Take the material and output all of it exactly.
- - - -
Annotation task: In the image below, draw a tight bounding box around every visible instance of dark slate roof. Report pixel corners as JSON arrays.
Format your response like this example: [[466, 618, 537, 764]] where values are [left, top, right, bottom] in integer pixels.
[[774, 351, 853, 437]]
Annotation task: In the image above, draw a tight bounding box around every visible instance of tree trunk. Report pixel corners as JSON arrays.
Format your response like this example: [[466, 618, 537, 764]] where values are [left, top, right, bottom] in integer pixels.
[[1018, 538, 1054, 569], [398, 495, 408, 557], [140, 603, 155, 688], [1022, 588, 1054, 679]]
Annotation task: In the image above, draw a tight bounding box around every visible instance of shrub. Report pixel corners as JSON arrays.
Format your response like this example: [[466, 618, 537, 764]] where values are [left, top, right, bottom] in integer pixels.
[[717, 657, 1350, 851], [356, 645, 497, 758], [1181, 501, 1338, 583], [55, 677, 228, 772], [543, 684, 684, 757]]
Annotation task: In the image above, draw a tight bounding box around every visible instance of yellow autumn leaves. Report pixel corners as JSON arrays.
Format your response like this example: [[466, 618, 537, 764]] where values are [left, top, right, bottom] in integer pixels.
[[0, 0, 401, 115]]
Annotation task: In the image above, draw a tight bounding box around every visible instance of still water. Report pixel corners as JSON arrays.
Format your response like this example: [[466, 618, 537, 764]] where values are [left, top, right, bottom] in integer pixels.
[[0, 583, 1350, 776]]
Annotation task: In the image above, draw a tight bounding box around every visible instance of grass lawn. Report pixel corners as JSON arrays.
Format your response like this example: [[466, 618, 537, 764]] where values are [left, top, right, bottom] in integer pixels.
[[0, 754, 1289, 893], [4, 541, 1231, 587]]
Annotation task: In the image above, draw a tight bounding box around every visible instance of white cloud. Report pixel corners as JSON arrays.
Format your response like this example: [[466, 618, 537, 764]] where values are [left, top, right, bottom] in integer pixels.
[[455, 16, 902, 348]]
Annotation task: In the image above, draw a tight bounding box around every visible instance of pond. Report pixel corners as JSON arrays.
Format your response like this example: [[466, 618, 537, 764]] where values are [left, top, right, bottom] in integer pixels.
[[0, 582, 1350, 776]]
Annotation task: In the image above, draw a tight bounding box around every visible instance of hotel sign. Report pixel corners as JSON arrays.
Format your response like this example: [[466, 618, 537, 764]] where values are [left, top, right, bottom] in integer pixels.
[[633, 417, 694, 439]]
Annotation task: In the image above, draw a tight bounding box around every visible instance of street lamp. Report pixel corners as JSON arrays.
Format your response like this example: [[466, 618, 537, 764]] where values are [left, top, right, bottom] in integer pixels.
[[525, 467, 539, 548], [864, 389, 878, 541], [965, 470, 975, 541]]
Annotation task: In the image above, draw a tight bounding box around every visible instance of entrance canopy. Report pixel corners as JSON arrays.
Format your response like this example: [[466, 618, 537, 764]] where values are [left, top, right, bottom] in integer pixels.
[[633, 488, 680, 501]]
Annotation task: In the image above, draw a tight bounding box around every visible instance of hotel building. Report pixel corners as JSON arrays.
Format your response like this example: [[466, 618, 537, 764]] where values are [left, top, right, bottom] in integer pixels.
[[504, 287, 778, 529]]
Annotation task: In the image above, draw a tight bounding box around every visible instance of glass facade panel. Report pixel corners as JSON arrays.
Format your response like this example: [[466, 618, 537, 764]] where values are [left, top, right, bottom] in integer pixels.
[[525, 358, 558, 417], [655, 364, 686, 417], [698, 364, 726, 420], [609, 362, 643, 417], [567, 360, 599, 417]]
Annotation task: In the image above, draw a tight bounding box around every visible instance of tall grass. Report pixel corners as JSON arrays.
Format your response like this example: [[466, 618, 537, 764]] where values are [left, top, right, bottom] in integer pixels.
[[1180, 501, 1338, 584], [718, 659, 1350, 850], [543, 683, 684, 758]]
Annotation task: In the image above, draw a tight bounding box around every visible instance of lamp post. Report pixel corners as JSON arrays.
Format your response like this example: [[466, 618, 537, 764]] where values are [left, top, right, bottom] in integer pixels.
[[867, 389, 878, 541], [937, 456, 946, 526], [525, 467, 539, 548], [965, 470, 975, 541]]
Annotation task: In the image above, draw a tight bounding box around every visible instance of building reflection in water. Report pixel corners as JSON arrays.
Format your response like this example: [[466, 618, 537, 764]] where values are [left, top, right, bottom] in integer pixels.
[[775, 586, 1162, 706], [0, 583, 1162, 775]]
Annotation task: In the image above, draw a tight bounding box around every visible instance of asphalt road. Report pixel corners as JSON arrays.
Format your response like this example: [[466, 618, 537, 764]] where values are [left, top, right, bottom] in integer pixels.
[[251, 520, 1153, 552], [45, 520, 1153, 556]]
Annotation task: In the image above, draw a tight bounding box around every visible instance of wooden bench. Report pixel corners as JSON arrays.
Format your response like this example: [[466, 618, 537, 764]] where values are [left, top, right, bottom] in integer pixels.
- - - -
SOLUTION TO THE EXERCISE:
Annotation task: In the image below, draw a tight bounding box around every visible instance of dark slate roof. Report pixel corners as JSON arrays.
Format your response like this example: [[466, 618, 537, 764]] where values are [left, top, right, bottom] in integer pixels.
[[774, 351, 853, 437]]
Annotation task: In the image above, draw a tight bounding box around every visible instance of tree trunk. Report pixel corners as JSON arrays.
Format your response like this example: [[466, 618, 537, 764]] where values are [left, top, right, bottom] in integer pixels.
[[1018, 538, 1054, 569], [398, 495, 408, 557], [140, 603, 155, 688], [1022, 588, 1054, 679]]
Annotation task: In the image above, draw a tight bounding box around every visible instance of shrub. Report pixel corners as JSON arrays.
Format your response like this example: [[466, 618, 537, 764]] where values are [left, top, right, bottom] in integer pixels.
[[717, 657, 1350, 851], [356, 645, 497, 758], [1181, 501, 1338, 583], [55, 677, 228, 772], [543, 684, 684, 757]]
Annotation task: In the image above, draw a tight bounding box around every visible instance of yellow autumn leaves. Report pixel corners as JSON arrays.
Format your response like this example: [[466, 618, 537, 764]] where values are [left, top, right, bottom] in integer pixels.
[[0, 0, 401, 115]]
Annotation task: In the image above, draw a tight bounding box around every visible instance of still water. Report pixel corners as JSON arrays.
Format your response like this example: [[466, 618, 537, 764]] where values are [left, top, right, bottom] in integer pixels.
[[0, 583, 1350, 776]]
Annotation task: In the image above, draw a tight bounding box around every visible instance of grass lawn. Report pixel corners as JSON arrays.
Format your response like this example: [[466, 618, 537, 764]] where values are [left, top, right, bottom] in integer pixels.
[[0, 754, 1289, 893], [4, 541, 1231, 587]]
Annotation task: In the image above, draw a tight bounding box around every visible instance of white cloud. Report pixel corners as JSON arrays.
Format your response like this example: [[466, 618, 537, 764]] where values are [left, top, right, bottom] in integer pixels.
[[455, 16, 902, 348]]
Annotation task: In the image above, draw a tight bounding box around every visible instance of pond. Report pixel corners as JSON arrays.
Format your response like this example: [[466, 618, 537, 764]] where values are [left, top, right, bottom] in integer pixels.
[[0, 582, 1350, 776]]
Annotation task: In the image above, draw a tight bounding box around every visible instance of hotel sign. Report pixel corners as JSON arrays.
Format your response like this example: [[466, 618, 537, 764]] where values are [left, top, right, bottom] in integer pixels.
[[633, 417, 694, 439]]
Annotation task: In the image above, draw a tight bounding box around every visible instance of street lamp. Report pixel corners as JSON arrays.
Format your response like this example: [[466, 618, 537, 764]] where values are [left, top, right, bottom] in integer pixels.
[[525, 467, 539, 548], [864, 389, 878, 541], [965, 470, 975, 541]]
Annotation task: In the image above, draw a tight bounding box around every visible instance of entrance canopy. Report pixel corners as JSON arrays.
Format your response like this example: [[466, 618, 537, 764]] where values are [left, top, right, bottom] in integer pixels.
[[633, 488, 680, 501]]
Annotation task: In the image above, draw a tight bounding box around every visible instance of hotel building. Report pixel corners as JSON arrays.
Format your response like this example: [[466, 618, 537, 764]] where values are [left, top, right, bottom] in integer pixels.
[[504, 287, 778, 529]]
Annotation task: In the image above, draw a tight bounding box around every visible instance of glass facade panel. Report pixel corners as JSON arrays.
Format your response like this example: [[466, 618, 537, 764]] where values are [left, top, right, bottom] in integer pixels.
[[525, 358, 558, 417], [655, 364, 686, 417], [698, 364, 726, 420], [609, 362, 643, 417], [567, 360, 599, 417]]
Annotation task: In the image above, draw a tight bounding box around every visible instance of tall grass. Report pixel corners as JSON arrays.
Format your response like this example: [[466, 618, 537, 764]] where values are [left, top, right, bottom] in integer pixels.
[[1180, 501, 1338, 584], [718, 659, 1350, 850], [543, 683, 684, 758]]
Annotation task: In the image above, draw a tight bounding box around every visible instance of lamp post. Report pixel corners as JSON arrays.
Format your response like this example: [[466, 618, 537, 764]] where values are [left, top, right, bottom] in integer pixels.
[[867, 389, 878, 541], [937, 456, 946, 526], [525, 467, 539, 548], [965, 470, 975, 541]]
Annotation task: In the image above, draw a tight bounding box around every visible instance of building reflection in water. Report pixel corners as JSON arrays.
Format your response like this example: [[466, 618, 537, 764]] where values are [left, top, right, bottom] in integer pixels.
[[775, 586, 1162, 706], [0, 583, 1162, 775]]
Annotation task: In the image above, draw a tight bounding box around every visible instance of asphalt road. Report pixel corners as JSON arrays.
Format your response like this example: [[466, 618, 537, 764]] where values are [left, top, right, bottom] in integer pixels.
[[251, 520, 1153, 552], [45, 520, 1153, 556]]
Annotation task: In the image above, draw a tight bounding box around every visible instance of wooden bench. Report pixel corners as JSON arrays.
Format your response like this example: [[466, 618, 537, 764]] where values are [left, top, right, bottom] in integer pixels.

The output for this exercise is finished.